■ **TASK GOAL**
Please check every line of the listing for "then" and copy each line where it is found.

(Beginning of SUPPLIED DATA)

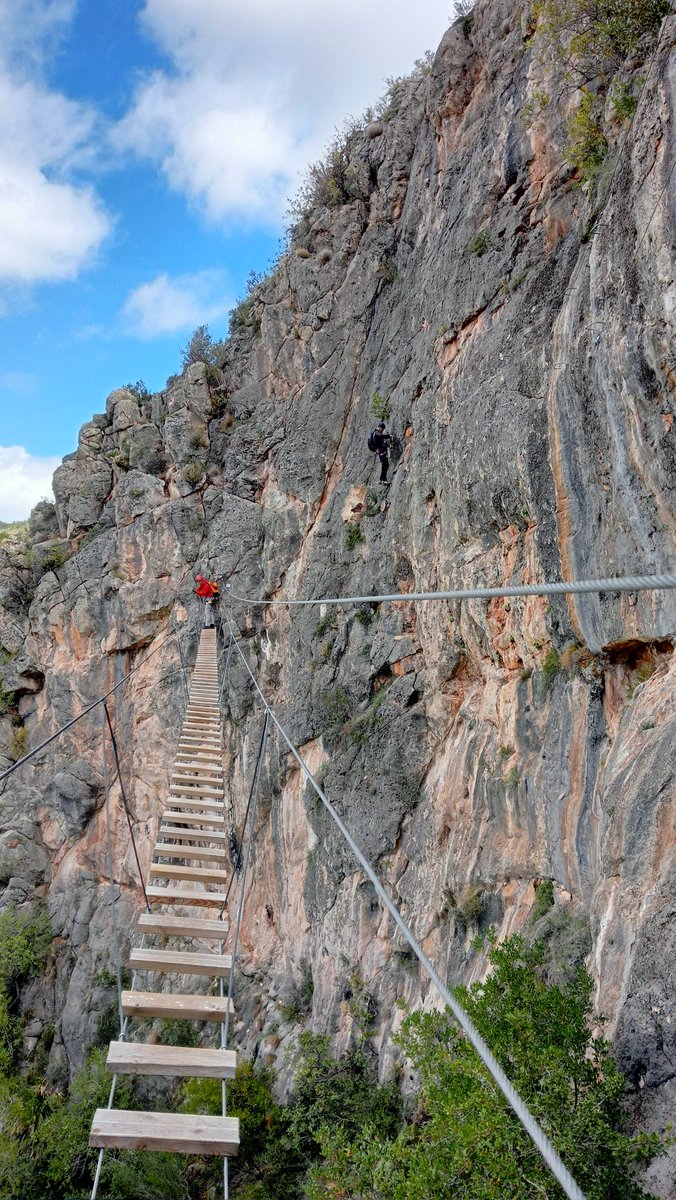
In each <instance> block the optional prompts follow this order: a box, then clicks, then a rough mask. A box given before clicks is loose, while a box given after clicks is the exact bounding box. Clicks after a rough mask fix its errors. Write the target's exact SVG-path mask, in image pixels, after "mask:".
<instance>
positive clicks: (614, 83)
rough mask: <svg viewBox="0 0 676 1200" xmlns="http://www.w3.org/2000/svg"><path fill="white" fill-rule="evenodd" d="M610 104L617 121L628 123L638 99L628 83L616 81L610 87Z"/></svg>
mask: <svg viewBox="0 0 676 1200" xmlns="http://www.w3.org/2000/svg"><path fill="white" fill-rule="evenodd" d="M610 103H611V104H612V112H614V113H615V115H616V118H617V120H618V121H630V120H632V118H633V115H634V113H635V112H636V107H638V104H639V98H638V96H636V95H635V92H634V89H633V86H632V84H630V83H627V82H626V80H618V82H616V83H614V85H612V89H611V92H610Z"/></svg>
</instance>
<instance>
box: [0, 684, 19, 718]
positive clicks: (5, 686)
mask: <svg viewBox="0 0 676 1200" xmlns="http://www.w3.org/2000/svg"><path fill="white" fill-rule="evenodd" d="M16 703H17V694H16V692H14V691H10V689H8V688H7V686H6V685H5V682H4V679H0V716H6V715H7V713H10V712H11V710H12V708H14V707H16Z"/></svg>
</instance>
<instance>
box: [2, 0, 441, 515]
mask: <svg viewBox="0 0 676 1200" xmlns="http://www.w3.org/2000/svg"><path fill="white" fill-rule="evenodd" d="M451 19H453V0H418V2H417V4H415V5H412V4H411V0H340V4H336V0H283V2H280V0H247V2H246V5H243V4H241V0H144V2H133V0H0V110H1V112H2V122H1V125H0V520H5V521H10V520H16V518H20V517H24V516H26V515H28V511H29V509H30V506H31V505H32V504H34V503H36V502H37V499H40V497H41V496H46V494H49V479H50V473H52V470H53V469H54V467H55V466H56V462H58V461H59V460H60V457H61V456H62V455H64V454H67V452H70V451H71V450H73V449H74V448H76V444H77V433H78V430H79V426H80V425H82V424H83V422H84V421H85V420H89V418H90V416H91V414H92V413H95V412H101V410H102V409H103V407H104V403H106V396H107V394H108V392H109V391H112V390H113V388H116V386H120V385H122V384H125V383H130V382H134V380H137V379H143V380H144V382H145V383H146V384H148V386H149V388H150V389H151V390H158V389H160V388H162V386H163V385H164V382H166V379H167V376H169V374H172V373H173V372H174V371H177V370H178V368H179V362H180V348H181V346H184V344H185V342H186V341H187V338H189V337H190V334H191V332H192V330H193V329H195V328H196V326H197V325H198V324H202V323H207V324H209V328H210V330H211V332H213V335H214V337H222V336H225V332H226V329H227V313H228V310H229V308H231V307H232V305H233V302H234V301H235V300H237V298H238V296H239V295H241V294H243V290H244V287H245V280H246V276H247V275H249V272H250V270H252V269H255V270H264V269H265V268H267V266H268V265H269V264H270V262H271V260H273V259H274V257H275V256H276V253H277V251H279V246H280V239H281V236H282V234H283V229H285V224H286V220H285V210H286V203H287V198H288V196H289V194H292V193H293V192H294V191H295V188H297V187H298V185H299V182H300V179H301V175H303V170H304V168H305V167H306V166H307V163H310V162H312V161H315V160H316V158H317V157H318V156H319V155H321V152H322V150H323V148H324V146H325V144H327V143H328V140H329V139H330V138H331V134H333V132H334V130H335V127H336V126H339V125H340V124H341V122H342V120H343V118H345V116H347V115H348V114H358V113H360V112H361V110H363V109H364V108H365V107H366V106H367V104H369V103H372V102H373V101H375V100H377V98H378V96H379V95H381V94H382V92H383V90H384V86H385V82H384V80H385V78H387V77H389V76H397V74H403V73H406V72H408V71H409V70H411V68H412V66H413V61H414V59H415V58H418V56H420V55H421V54H423V53H424V52H425V50H426V49H436V47H437V44H438V41H439V38H441V36H442V34H443V32H444V30H445V28H447V25H448V24H449V22H450V20H451Z"/></svg>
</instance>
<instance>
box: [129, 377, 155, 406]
mask: <svg viewBox="0 0 676 1200" xmlns="http://www.w3.org/2000/svg"><path fill="white" fill-rule="evenodd" d="M124 388H125V391H131V394H132V396H134V397H136V400H138V402H139V404H143V407H145V408H146V407H148V404H149V403H150V400H151V392H150V389H149V388H146V386H145V384H144V382H143V379H137V382H136V383H126V384H125V385H124Z"/></svg>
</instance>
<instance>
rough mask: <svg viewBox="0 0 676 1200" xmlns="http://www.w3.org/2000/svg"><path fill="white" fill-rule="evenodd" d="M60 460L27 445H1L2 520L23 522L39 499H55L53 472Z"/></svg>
mask: <svg viewBox="0 0 676 1200" xmlns="http://www.w3.org/2000/svg"><path fill="white" fill-rule="evenodd" d="M60 462H61V460H60V458H41V457H38V456H37V455H31V454H29V452H28V450H25V449H24V446H0V521H24V520H25V517H28V515H29V512H30V510H31V509H32V506H34V505H35V504H37V502H38V500H41V499H43V497H47V498H48V499H52V498H53V496H52V475H53V474H54V472H55V470H56V467H58V466H59V463H60Z"/></svg>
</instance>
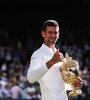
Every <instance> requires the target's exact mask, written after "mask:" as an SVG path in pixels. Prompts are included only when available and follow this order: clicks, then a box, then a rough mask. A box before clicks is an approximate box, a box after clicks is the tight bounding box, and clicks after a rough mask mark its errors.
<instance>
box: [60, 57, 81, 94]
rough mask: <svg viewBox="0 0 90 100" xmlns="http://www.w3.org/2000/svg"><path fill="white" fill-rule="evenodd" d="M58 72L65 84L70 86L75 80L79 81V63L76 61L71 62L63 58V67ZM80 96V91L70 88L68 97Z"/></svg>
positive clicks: (66, 59) (74, 88)
mask: <svg viewBox="0 0 90 100" xmlns="http://www.w3.org/2000/svg"><path fill="white" fill-rule="evenodd" d="M60 71H61V75H62V78H63V80H64V81H65V83H67V84H69V85H71V86H72V84H74V83H75V81H76V80H77V78H79V79H81V77H80V69H79V63H78V62H77V61H76V60H72V59H71V58H70V57H66V58H65V61H64V63H63V65H62V66H61V67H60ZM81 80H82V79H81ZM80 94H82V91H81V90H80V89H78V88H75V87H73V86H72V90H71V91H70V92H69V96H78V95H80Z"/></svg>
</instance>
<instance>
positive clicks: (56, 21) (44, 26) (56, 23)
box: [42, 20, 59, 31]
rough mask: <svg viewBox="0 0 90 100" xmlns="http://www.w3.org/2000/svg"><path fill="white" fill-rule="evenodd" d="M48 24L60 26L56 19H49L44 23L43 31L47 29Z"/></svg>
mask: <svg viewBox="0 0 90 100" xmlns="http://www.w3.org/2000/svg"><path fill="white" fill-rule="evenodd" d="M47 26H56V27H59V24H58V22H57V21H56V20H47V21H45V22H44V24H43V27H42V31H46V29H47Z"/></svg>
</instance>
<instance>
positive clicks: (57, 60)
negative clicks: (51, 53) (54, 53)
mask: <svg viewBox="0 0 90 100" xmlns="http://www.w3.org/2000/svg"><path fill="white" fill-rule="evenodd" d="M63 57H64V56H63V54H62V53H60V52H59V49H58V50H57V51H56V52H55V54H54V55H53V57H52V59H51V60H49V61H48V62H47V63H46V65H47V67H48V68H51V67H52V65H54V64H56V63H58V62H60V61H62V59H63Z"/></svg>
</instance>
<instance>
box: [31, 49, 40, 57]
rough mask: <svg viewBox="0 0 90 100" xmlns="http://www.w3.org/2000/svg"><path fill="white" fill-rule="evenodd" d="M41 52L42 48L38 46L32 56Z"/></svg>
mask: <svg viewBox="0 0 90 100" xmlns="http://www.w3.org/2000/svg"><path fill="white" fill-rule="evenodd" d="M40 54H41V48H38V49H37V50H35V51H34V52H33V54H32V56H34V55H40Z"/></svg>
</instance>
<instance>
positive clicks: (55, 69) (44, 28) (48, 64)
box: [27, 20, 82, 100]
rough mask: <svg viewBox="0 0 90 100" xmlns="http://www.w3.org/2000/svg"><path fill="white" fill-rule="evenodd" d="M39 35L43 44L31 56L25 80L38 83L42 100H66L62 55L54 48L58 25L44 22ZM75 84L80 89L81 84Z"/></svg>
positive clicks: (66, 98) (58, 25)
mask: <svg viewBox="0 0 90 100" xmlns="http://www.w3.org/2000/svg"><path fill="white" fill-rule="evenodd" d="M41 34H42V37H43V39H44V43H43V44H42V46H41V47H40V48H39V49H38V50H36V51H35V52H34V53H33V54H32V56H31V60H30V67H29V69H28V72H27V79H28V81H29V82H30V83H34V82H36V81H38V82H39V84H40V89H41V94H42V100H68V97H67V93H66V89H65V83H64V81H63V79H62V76H61V73H60V66H61V65H62V53H60V52H59V50H58V49H57V48H56V47H55V44H56V42H57V40H58V38H59V35H60V32H59V24H58V23H57V22H56V21H55V20H47V21H45V22H44V24H43V28H42V33H41ZM76 83H77V85H75V86H78V87H79V88H81V86H82V83H81V82H76Z"/></svg>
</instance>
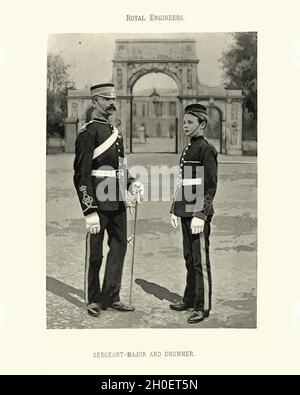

(End of SUPPLIED DATA)

■ **ANSWER BELOW**
In each <instance> block the optional prompts follow this order: a box, then clicks, then a rough mask. A box given before clicks is loose, while a box given after clicks is the exact bounding box. Clicks after a rough mask fix its errors. Write the target's exact SVG-path mask, in image pixels, after "mask:".
Every <instance> requires the target's exact mask, written after "mask:" as an SVG path in pixels. Prompts are included only when available and follow this order: clicks, then a box, then a rough mask. A box before clicks is an approximate box, a box after clicks is the tight bounding box, and clicks after a rough mask mark its errors.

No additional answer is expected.